> Tasks to perform:
[1] Copy the court excerpt from "Tuttle, the other" to "contraband was found.", word for word.
[2] Answer these questions from the court excerpt:
(a) How certain did Tuttle testify he was that the suspect car was the one used to deliver drugs to Fromhertz?
(b) What name did Tillman give for his friend?
(c) Where did Fromhertz tell Tuttle to check for the cocaine?
[3] Extend the court excerpt past its final sentence.
>> START Document excerpt
Tuttle called Fromhertz with a description of the vehicle. Tuttle asked Fromhertz whether that was the vehicle Fromhertz expected, but Fromhertz could not say based on the car’s description. From-hertz told Tuttle if the car parked in the lot behind Fromhertz’s apartment building, then it was the correct car. Tuttle followed the car and *1062observed it park “directly” behind Fromhertz’s apartment. Tuttle parked his car perpendicular to the suspect car with his lights illuminating its passenger compartment. At that point, Tuttle was able to identify the rear passenger as a white man. Tuttle testified he was 99% certain the suspect car was the one being used to deliver drugs to Fromhertz.

Tuttle, the other deputy, and Williamson approached the car. They obtained the names of each person in the car. The white man in the backseat was named Thomas J. Tillman. Tuttle began questioning defendant, the front-seat passenger. Tuttle asked defendant what he and the other people in the car were doing. Defendant gestured toward Tillman and said they were visiting one of Tillman’s friends. Tuttle asked Tillman what his friend’s name was, and Tillman said his friend’s name was Brian.

At that point, the officers requested the three people get out of the car. Defendant was placed in restraints. Tuttle conducted a pat-down search of defendant’s person, looking for weapons and “possibly drugs.” Tuttle did not find any weapons or drugs on defendant’s person. A search of the vehicle was also conducted, but no contraband was found.

Tuttle called Fromhertz to get an identification. Looking from his apartment window, Fromhertz identified Tillman as T.J., his contact. Fromhertz could not recognize either defendant or the driver but reported he knew T.J. was an intermediary between drug purchasers and a black, male drug dealer. Tuttle told Fromhertz the police could not find any drugs on the suspects or in their car and asked him where the cocaine was ordinarily located on their person when he bought it from them. Fromhertz told Tuttle to check the suspects’ mouths.

Tuttle approached Tillman first. He shone a flashlight at Tillman’s mouth and asked him to open his mouth and lift his tongue. Tillman complied, and Tuttle did not observe any drugs or anything suspicious about the way Tillman performed the test. Tuttle next shone the flashlight at defendant and asked him to open his mouth and lift his tongue. Defendant complied. When he opened his mouth and stuck his tongue out, defendant kept his upper lip tucked under his upper teeth and Tuttle suspected there was an object behind his upper lip. Defendant was not giving Tuttle a full view of what was in his mouth. Based on his experience performing jail-intake searches, Tuttle recognized defendant’s behavior as suspicious of concealing contraband. According to Tuttle, people undergoing this search ordinarily open their mouths wide and expose their upper and lower teeth.
>> END Document excerpt
>> START Dataset
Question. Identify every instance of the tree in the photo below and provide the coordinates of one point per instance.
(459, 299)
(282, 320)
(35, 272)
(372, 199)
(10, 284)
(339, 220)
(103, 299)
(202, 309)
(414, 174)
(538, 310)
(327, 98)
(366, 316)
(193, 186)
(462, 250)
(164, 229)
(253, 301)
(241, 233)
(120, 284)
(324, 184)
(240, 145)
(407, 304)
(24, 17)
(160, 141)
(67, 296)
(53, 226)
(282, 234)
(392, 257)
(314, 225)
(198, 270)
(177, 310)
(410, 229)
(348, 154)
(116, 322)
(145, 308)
>> END Dataset
> Per-task outputs:
[1]
Tuttle, the other deputy, and Williamson approached the car. They obtained the names of each person in the car. The white man in the backseat was named Thomas J. Tillman. Tuttle began questioning defendant, the front-seat passenger. Tuttle asked defendant what he and the other people in the car were doing. Defendant gestured toward Tillman and said they were visiting one of Tillman’s friends. Tuttle asked Tillman what his friend’s name was, and Tillman said his friend’s name was Brian.

At that point, the officers requested the three people get out of the car. Defendant was placed in restraints. Tuttle conducted a pat-down search of defendant’s person, looking for weapons and “possibly drugs.” Tuttle did not find any weapons or drugs on defendant’s person. A search of the vehicle was also conducted, but no contraband was found.

[2]
(a) 99% certain.
(b) Brian.
(c) The suspects' mouths.

[3]
*1063At that point, Tuttle made physical contact with defendant to determine the nature of the object defendant was concealing. Tuttle “pinched” defendant’s upper lip with his thumb and forefinger. From the touch, Tuttle “could tell” there was an object there. Tuttle believed the object was contraband. He told defendant “to spit it out.” Defendant said, “[Ojkay, I’m going to give it to you.” He spat out one plastic Baggie containing suspected cocaine. Tuttle could tell there were more objects concealed behind defendant’s upper lip. He observed defendant sucking in his cheeks, apparently to “work up enough saliva to swallow” the remaining contents. Tuttle reached out with his pinky finger in an attempt to reach in between defendant’s lip and gums to remove the remaining contraband. Defendant jerked away. “[S]ome-what of a struggle” ensued. Eventually, several more Baggies of suspected cocaine were produced from defendant’s mouth. Tuttle estimated 15 minutes elapsed from his initial contact with the suspect vehicle in Fromhertz’s parking lot to his discovery of contraband on defendant’s person. Although he did not know it when he was searching defendant, sometime later, Tuttle learned defendant had been on MSR, or what used to be known as parole, at the time of these events.

Following the evidence, the trial court heard the parties’ arguments on defendant’s motion to quash arrest and suppress evidence. Defendant argued Fromhertz’s information was not sufficiently reliable to provide police a reasonable, articulable suspicion or probable cause justifying either the initial restriction of defendant’s mobility or the search of his mouth resulting in the seizure of contraband. Further, defendant argued the search of defendant’s mouth — particularly, the use of force and compulsion in the search — was not justified by defendant’s status as a parolee.

The State argued the initial investigatory stop or detention of defendant and the vehicle he occupied were supported by a reasonable suspicion based on Fromhertz’s information. Further, the State argued, as a parolee, defendant (1) lacked grounds to challenge the search of his mouth and (2) enjoyed only a limited expectation of privacy such that the search of his mouth need be supported only by a reasonable suspicion, which Tuttle acquired before conducting the search. Alternatively, the State contended Tuttle had probable cause to search defendant’s mouth based on Fromhertz’s information and Tuttle’s observation.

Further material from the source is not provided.